### AIM
Output exactly the lines that run from the line with "Target = white sand beach" to the end of the material, both ends included, and no other lines.

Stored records
▼
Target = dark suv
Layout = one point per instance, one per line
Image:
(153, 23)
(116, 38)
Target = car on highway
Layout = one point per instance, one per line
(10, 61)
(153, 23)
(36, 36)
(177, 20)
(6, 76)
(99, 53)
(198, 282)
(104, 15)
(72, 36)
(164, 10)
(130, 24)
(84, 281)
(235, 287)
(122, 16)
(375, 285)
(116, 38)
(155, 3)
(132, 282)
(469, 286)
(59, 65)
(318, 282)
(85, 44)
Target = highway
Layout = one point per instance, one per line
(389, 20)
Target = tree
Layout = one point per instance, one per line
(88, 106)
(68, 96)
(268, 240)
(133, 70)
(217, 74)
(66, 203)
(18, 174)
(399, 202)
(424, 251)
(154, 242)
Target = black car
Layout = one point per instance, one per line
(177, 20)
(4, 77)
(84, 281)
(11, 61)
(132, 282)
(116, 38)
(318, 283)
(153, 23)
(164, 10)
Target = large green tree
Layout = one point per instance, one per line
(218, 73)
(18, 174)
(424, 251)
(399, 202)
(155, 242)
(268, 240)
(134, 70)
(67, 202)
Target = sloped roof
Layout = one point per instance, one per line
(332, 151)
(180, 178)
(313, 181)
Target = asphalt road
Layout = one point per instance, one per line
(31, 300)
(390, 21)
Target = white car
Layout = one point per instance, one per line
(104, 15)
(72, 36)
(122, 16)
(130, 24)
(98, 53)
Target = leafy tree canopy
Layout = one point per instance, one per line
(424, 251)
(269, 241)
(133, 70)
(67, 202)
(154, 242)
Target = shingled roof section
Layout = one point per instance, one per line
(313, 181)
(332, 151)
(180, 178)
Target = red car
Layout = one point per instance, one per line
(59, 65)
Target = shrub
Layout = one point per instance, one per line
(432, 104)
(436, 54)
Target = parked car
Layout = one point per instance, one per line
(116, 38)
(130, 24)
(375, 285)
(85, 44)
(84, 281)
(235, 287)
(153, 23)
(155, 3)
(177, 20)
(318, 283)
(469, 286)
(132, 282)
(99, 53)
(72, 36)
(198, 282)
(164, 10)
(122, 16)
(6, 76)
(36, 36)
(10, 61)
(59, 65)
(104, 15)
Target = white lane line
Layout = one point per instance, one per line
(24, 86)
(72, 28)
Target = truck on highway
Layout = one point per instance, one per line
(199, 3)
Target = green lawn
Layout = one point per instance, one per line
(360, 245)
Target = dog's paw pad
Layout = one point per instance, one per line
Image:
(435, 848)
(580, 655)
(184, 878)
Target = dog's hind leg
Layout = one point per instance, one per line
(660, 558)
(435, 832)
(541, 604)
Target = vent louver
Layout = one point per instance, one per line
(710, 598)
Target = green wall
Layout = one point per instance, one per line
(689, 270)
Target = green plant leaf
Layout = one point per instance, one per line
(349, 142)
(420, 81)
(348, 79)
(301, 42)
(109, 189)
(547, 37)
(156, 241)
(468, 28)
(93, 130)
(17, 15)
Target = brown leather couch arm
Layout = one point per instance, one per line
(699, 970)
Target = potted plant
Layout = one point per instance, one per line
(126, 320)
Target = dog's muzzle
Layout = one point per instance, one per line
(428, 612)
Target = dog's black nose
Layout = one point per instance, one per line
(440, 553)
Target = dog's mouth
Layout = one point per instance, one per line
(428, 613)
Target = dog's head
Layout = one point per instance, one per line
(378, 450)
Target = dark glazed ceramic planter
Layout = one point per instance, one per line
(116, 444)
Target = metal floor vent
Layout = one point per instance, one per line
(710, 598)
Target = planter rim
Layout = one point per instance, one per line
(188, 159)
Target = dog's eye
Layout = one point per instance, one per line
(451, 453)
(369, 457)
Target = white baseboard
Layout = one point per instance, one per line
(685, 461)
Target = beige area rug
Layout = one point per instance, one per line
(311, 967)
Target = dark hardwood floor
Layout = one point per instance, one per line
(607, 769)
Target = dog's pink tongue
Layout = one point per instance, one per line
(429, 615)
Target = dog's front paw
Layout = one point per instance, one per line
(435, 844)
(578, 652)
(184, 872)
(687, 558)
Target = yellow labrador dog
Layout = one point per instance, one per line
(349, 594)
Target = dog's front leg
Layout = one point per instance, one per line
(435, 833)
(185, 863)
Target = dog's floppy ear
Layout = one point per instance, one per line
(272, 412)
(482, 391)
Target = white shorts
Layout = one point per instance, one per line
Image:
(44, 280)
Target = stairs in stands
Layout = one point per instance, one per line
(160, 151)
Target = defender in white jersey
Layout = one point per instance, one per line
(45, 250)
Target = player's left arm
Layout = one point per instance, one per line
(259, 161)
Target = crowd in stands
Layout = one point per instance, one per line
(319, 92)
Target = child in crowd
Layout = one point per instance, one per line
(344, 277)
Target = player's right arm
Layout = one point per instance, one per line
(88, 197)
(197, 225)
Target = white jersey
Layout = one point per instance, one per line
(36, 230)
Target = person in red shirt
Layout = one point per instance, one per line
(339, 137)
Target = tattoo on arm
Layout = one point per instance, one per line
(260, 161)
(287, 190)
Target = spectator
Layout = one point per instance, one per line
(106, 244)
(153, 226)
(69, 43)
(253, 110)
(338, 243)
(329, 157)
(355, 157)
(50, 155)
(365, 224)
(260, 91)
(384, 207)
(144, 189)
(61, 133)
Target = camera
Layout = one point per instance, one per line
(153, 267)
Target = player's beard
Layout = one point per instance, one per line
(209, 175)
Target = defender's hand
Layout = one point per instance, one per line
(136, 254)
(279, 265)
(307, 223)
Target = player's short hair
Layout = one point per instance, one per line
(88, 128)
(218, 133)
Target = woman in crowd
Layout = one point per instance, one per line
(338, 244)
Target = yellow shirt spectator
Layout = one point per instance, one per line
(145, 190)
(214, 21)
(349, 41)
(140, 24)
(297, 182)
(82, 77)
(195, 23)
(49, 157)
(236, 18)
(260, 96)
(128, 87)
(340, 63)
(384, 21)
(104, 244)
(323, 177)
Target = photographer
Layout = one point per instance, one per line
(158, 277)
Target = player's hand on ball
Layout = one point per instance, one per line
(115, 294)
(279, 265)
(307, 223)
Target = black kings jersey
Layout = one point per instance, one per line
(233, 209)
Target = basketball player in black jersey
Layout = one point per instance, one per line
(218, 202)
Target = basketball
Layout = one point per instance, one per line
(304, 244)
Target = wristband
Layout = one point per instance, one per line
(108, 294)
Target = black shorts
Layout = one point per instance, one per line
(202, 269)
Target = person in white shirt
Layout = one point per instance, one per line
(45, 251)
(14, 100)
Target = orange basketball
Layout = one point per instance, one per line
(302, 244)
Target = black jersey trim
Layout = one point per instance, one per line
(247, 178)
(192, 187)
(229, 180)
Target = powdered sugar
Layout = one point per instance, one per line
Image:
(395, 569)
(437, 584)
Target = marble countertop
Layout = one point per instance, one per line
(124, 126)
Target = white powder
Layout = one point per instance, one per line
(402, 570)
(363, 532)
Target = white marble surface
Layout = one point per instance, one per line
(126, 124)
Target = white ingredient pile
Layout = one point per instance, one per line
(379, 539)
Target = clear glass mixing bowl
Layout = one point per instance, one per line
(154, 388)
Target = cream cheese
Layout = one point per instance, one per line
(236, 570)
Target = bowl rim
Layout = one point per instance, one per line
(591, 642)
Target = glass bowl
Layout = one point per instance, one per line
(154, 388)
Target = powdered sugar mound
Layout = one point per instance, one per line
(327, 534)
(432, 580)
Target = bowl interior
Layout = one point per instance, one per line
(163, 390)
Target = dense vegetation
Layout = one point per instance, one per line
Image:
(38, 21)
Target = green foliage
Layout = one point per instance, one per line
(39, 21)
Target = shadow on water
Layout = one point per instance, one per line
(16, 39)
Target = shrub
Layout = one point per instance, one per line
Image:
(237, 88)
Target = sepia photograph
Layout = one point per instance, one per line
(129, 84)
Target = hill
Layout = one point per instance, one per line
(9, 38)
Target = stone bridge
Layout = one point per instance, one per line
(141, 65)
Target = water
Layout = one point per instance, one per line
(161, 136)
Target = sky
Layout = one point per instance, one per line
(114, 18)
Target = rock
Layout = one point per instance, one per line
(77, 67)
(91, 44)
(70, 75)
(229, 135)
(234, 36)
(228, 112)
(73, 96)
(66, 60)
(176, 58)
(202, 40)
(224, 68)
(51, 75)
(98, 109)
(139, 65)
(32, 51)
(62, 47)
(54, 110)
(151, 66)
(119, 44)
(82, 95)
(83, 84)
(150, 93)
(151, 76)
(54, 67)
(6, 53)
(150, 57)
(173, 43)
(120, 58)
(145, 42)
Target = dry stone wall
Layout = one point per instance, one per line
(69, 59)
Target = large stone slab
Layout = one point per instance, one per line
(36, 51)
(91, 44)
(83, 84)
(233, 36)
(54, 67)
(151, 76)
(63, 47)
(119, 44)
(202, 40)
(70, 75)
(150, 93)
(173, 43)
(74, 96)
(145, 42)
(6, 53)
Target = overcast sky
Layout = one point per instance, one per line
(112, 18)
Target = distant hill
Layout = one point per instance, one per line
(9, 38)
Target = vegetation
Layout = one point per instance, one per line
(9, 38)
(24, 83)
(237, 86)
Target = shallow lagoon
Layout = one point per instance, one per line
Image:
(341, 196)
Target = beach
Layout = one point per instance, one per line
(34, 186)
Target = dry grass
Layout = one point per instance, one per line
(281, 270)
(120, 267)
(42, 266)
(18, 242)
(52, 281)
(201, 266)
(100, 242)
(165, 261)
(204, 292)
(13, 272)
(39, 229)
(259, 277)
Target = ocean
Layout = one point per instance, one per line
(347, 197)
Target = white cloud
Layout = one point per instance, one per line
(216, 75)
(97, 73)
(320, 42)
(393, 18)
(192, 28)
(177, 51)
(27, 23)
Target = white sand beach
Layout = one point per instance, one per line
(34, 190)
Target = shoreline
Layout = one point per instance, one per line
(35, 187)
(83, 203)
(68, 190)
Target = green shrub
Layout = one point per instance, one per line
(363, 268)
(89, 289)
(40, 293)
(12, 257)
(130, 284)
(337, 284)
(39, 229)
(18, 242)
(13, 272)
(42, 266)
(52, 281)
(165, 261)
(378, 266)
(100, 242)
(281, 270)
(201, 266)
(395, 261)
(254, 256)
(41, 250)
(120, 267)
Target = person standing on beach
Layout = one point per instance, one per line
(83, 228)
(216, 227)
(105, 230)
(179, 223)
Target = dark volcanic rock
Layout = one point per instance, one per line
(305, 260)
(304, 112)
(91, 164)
▲
### THE ANSWER
Target = white sand beach
Layout = one point per instance, one per line
(34, 190)
Target = shoreline
Layout = one point per instance, one per line
(35, 187)
(83, 203)
(68, 190)
Target = green shrub
Layout = one point per instance, one per line
(363, 268)
(89, 289)
(40, 293)
(12, 257)
(130, 284)
(337, 284)
(39, 229)
(18, 242)
(13, 272)
(42, 266)
(52, 281)
(165, 261)
(378, 266)
(100, 242)
(281, 270)
(201, 266)
(395, 261)
(254, 256)
(41, 250)
(120, 267)
Target = person standing on beach
Layout = one point per instance, one per line
(83, 228)
(216, 227)
(105, 230)
(179, 223)
Target = dark volcanic rock
Layout = one point per instance, one per line
(305, 260)
(304, 112)
(91, 164)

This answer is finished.